** Given data **

%%

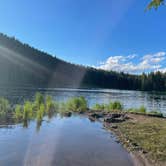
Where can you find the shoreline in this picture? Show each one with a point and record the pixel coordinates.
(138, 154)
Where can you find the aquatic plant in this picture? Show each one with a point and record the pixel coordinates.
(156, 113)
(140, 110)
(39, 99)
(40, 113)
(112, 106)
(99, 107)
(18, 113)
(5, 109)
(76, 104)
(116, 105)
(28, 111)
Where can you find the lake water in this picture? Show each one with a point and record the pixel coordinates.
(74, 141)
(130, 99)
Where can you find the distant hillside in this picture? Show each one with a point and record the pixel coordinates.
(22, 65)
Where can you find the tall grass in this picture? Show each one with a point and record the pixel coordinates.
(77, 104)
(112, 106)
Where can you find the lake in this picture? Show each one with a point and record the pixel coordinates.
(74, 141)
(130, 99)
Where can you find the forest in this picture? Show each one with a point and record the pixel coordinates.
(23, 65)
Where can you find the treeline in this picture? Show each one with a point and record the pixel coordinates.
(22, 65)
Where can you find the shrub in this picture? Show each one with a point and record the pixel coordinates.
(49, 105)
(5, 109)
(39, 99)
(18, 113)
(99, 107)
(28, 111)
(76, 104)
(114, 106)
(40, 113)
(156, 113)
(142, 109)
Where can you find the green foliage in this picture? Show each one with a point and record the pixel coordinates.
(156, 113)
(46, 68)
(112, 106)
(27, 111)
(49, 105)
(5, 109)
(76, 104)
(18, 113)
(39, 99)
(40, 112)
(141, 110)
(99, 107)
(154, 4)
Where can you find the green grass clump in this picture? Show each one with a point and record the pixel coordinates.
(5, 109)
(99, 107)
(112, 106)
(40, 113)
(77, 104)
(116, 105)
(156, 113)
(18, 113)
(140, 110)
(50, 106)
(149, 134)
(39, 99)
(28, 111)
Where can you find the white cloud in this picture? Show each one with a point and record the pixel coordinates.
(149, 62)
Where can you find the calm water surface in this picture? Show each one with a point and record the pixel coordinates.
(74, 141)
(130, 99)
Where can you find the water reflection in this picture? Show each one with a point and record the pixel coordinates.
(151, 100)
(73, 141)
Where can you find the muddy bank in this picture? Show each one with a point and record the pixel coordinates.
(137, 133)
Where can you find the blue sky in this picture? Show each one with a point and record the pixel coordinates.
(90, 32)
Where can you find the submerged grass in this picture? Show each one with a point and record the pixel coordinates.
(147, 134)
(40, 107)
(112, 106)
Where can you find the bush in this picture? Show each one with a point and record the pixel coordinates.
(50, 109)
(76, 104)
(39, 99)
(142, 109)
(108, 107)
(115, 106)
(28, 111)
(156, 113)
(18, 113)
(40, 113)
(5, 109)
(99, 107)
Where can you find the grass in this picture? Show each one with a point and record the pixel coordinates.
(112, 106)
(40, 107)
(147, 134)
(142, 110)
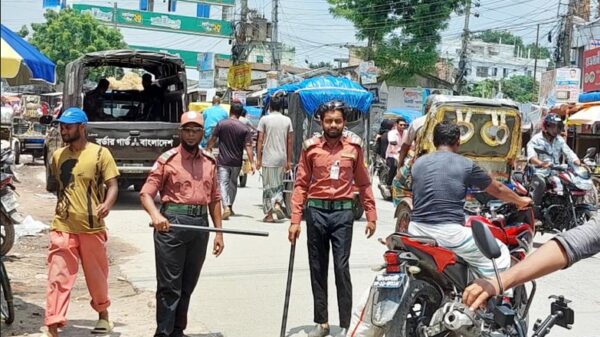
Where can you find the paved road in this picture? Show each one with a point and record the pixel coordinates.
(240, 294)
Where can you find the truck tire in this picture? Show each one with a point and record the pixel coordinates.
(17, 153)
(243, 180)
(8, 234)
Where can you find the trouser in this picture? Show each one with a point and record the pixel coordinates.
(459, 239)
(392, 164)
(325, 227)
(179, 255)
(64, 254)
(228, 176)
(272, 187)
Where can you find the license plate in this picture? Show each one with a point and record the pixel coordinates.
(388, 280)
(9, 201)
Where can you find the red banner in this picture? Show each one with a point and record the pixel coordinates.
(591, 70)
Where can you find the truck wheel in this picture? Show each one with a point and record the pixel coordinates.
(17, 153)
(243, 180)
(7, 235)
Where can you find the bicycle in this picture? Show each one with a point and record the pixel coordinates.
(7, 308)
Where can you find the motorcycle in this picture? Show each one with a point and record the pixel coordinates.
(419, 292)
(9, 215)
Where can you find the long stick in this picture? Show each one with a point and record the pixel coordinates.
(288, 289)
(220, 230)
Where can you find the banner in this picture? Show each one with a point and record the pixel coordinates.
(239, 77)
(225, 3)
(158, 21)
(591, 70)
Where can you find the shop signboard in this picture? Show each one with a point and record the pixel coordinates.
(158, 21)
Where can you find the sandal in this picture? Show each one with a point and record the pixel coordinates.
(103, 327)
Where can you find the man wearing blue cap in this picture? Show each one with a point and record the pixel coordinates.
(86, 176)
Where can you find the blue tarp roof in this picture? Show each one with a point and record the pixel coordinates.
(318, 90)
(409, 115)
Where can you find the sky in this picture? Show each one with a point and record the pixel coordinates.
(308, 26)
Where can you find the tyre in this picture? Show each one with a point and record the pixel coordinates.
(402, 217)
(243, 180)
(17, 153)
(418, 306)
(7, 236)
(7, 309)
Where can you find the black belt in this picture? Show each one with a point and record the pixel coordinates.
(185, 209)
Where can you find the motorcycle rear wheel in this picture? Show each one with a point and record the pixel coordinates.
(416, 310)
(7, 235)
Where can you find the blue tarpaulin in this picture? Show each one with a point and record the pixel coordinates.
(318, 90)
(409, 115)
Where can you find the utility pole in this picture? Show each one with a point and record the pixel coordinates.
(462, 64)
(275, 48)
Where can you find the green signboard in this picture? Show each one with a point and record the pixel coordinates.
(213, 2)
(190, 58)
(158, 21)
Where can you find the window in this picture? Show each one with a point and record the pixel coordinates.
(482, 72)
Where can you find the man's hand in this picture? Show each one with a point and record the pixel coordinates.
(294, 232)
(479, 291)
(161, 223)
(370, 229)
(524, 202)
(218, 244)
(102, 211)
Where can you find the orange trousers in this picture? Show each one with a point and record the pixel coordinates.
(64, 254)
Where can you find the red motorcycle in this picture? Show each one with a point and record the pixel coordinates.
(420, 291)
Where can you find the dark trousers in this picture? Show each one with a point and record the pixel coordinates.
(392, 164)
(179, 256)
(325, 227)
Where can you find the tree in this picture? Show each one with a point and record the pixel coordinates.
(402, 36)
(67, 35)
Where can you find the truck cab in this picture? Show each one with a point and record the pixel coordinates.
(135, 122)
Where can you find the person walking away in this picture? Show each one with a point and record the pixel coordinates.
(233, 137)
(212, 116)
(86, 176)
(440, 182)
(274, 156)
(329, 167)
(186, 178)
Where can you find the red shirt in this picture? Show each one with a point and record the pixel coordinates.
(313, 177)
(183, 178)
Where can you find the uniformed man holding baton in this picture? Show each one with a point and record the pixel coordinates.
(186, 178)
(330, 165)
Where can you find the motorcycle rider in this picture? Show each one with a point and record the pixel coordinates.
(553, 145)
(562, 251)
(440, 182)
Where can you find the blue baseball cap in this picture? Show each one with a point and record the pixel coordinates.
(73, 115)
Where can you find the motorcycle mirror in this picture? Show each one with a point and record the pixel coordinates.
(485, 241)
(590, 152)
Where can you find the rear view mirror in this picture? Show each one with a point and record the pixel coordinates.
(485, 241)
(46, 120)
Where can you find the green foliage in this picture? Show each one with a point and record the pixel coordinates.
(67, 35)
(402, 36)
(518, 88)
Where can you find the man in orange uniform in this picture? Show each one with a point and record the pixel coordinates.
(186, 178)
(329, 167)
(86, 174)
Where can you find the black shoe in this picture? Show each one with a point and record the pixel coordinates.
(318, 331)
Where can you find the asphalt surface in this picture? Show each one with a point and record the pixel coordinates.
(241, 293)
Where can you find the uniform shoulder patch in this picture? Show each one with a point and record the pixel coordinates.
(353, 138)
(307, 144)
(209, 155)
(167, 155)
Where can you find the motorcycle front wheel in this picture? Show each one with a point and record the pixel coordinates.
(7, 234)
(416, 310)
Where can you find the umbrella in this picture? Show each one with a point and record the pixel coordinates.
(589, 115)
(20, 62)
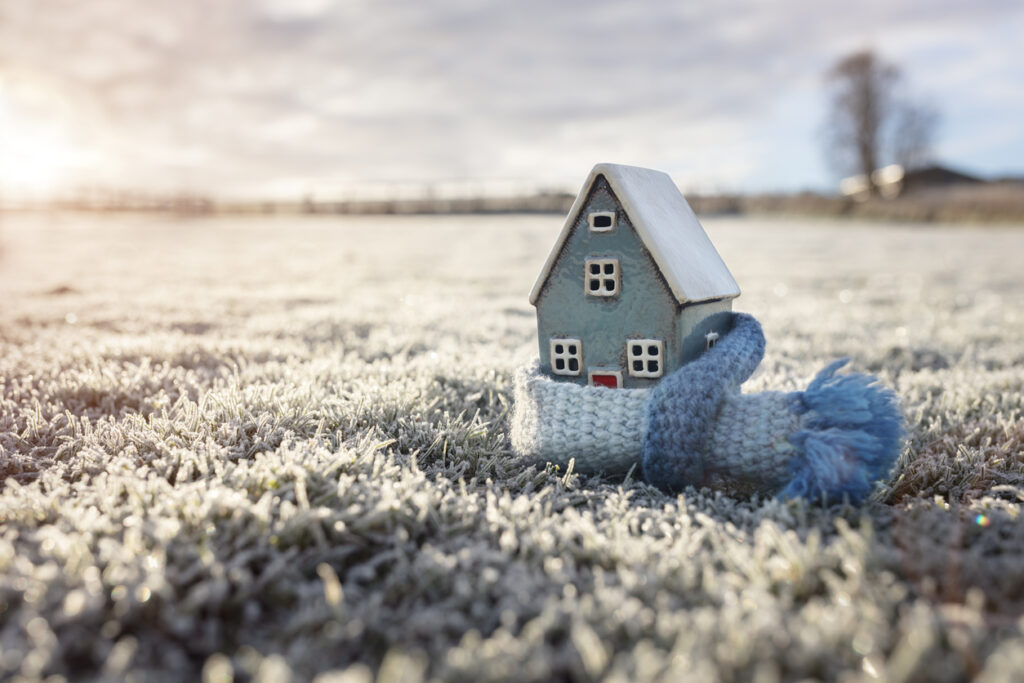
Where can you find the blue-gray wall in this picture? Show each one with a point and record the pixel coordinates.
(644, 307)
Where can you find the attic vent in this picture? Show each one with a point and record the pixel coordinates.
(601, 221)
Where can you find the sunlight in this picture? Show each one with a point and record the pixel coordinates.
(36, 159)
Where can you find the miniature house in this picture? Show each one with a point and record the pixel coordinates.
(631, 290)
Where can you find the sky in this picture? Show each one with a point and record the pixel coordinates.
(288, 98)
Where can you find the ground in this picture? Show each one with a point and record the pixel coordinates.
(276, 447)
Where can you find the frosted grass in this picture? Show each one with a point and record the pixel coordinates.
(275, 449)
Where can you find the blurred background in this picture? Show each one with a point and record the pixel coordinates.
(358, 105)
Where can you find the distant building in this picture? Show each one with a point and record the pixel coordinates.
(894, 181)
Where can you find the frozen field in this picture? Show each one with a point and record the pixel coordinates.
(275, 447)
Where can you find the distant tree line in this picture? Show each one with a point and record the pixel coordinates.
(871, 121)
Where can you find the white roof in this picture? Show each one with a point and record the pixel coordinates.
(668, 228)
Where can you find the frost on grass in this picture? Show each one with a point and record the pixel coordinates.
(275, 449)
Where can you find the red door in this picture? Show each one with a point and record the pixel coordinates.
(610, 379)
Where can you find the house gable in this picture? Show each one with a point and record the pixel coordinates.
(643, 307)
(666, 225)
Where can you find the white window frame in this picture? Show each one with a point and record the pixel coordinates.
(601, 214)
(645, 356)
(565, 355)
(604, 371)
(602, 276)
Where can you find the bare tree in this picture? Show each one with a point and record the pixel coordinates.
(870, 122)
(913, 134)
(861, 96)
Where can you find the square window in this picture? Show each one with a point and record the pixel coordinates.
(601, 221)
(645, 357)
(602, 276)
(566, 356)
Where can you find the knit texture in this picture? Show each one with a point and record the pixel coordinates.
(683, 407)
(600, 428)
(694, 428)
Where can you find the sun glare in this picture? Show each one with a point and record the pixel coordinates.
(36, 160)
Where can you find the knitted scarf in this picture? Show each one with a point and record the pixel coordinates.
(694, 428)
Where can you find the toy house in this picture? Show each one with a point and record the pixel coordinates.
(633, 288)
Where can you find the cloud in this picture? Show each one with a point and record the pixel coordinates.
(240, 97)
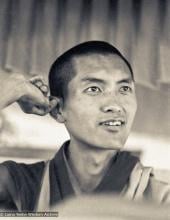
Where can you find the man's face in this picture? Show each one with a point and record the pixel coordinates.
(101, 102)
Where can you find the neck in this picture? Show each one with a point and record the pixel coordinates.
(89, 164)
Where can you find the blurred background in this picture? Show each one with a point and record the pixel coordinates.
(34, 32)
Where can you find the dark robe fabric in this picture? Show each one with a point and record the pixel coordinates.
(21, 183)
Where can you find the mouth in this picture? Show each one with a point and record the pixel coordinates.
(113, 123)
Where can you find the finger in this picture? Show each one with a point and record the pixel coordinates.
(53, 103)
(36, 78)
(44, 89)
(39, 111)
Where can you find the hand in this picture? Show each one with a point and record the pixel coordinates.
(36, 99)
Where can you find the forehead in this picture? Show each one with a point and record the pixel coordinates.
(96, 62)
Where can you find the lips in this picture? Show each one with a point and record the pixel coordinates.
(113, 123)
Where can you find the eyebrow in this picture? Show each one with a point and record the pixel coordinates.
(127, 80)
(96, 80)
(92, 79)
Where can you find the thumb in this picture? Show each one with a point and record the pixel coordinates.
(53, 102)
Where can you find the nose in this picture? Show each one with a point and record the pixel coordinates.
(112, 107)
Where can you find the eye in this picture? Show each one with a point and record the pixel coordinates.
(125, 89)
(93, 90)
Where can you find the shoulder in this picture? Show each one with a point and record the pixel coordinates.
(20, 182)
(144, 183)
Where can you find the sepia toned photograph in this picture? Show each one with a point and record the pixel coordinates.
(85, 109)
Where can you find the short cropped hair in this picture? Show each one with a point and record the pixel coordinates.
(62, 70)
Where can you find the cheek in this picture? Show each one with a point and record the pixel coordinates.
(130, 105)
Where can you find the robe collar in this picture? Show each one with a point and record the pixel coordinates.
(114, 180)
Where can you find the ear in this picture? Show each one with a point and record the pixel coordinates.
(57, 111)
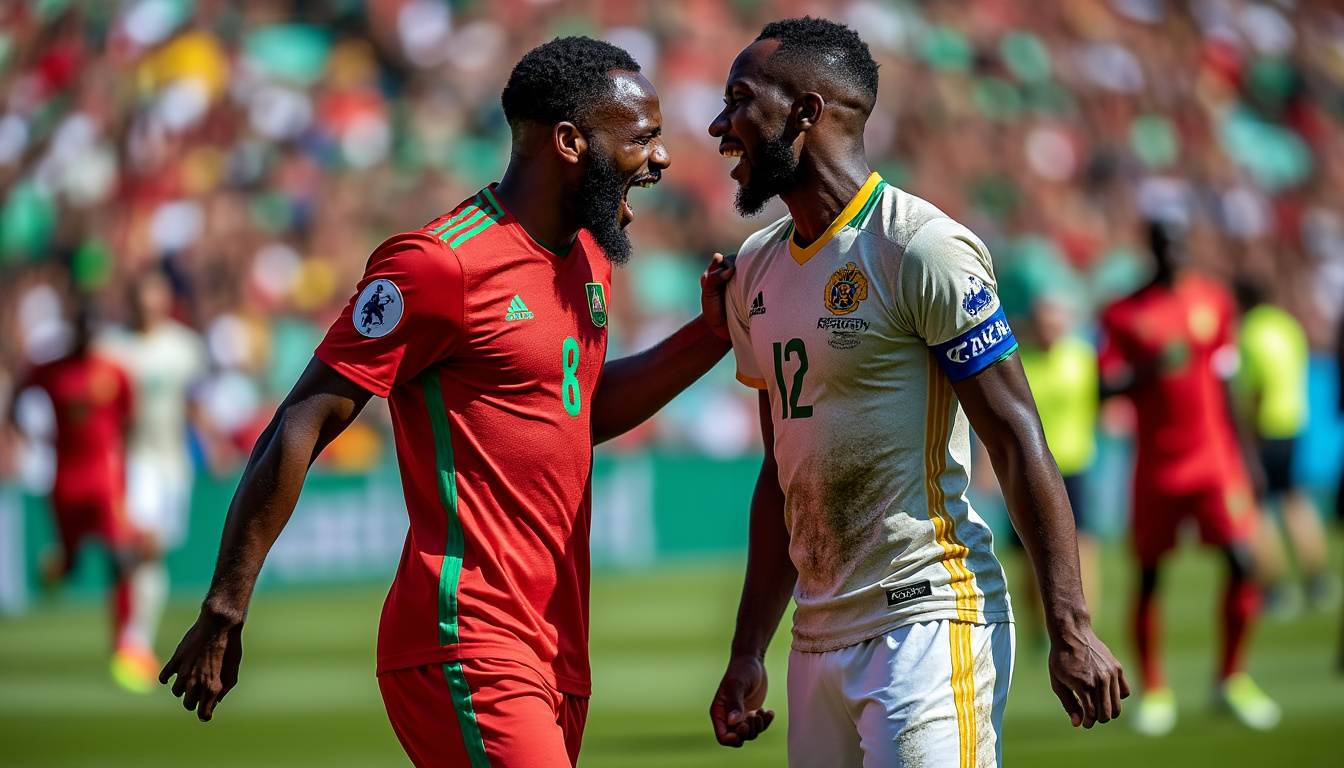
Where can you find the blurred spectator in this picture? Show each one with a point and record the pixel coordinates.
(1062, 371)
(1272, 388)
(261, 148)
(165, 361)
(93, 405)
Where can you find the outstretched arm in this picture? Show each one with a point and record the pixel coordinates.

%%

Leave out each picture and extract the lines from the one containing "Where can you find the shoulder" through the end of the records above, inclusive, exactly as they stand.

Where can you find the shoulder in this picture? Show each one with a point and record the pixel coordinates.
(20, 182)
(144, 183)
Where can you find the sepia toned photograph in this picture? Show each one with a point and record the pixel coordinates.
(85, 109)
Where can you find the short cropped hair in this picture? Show each one with a point and record the pixel coordinates.
(62, 70)
Where can you find the cheek in this picture? Show each one with a point and record the pixel coordinates.
(130, 105)
Where can you find the robe collar in this picture? Show each one with a point and record the pixel coordinates.
(114, 180)
Where can you find the ear in this picture? Show each one with a point and record the pixel coordinates.
(57, 111)
Where can you find the blurred spectator in this picture? Show each one with a point and record the pixel coordinates.
(1062, 371)
(1272, 388)
(261, 148)
(165, 361)
(93, 405)
Where can you find the outstretched arm in this picture? Show each one with a point and record the pixel coordinates.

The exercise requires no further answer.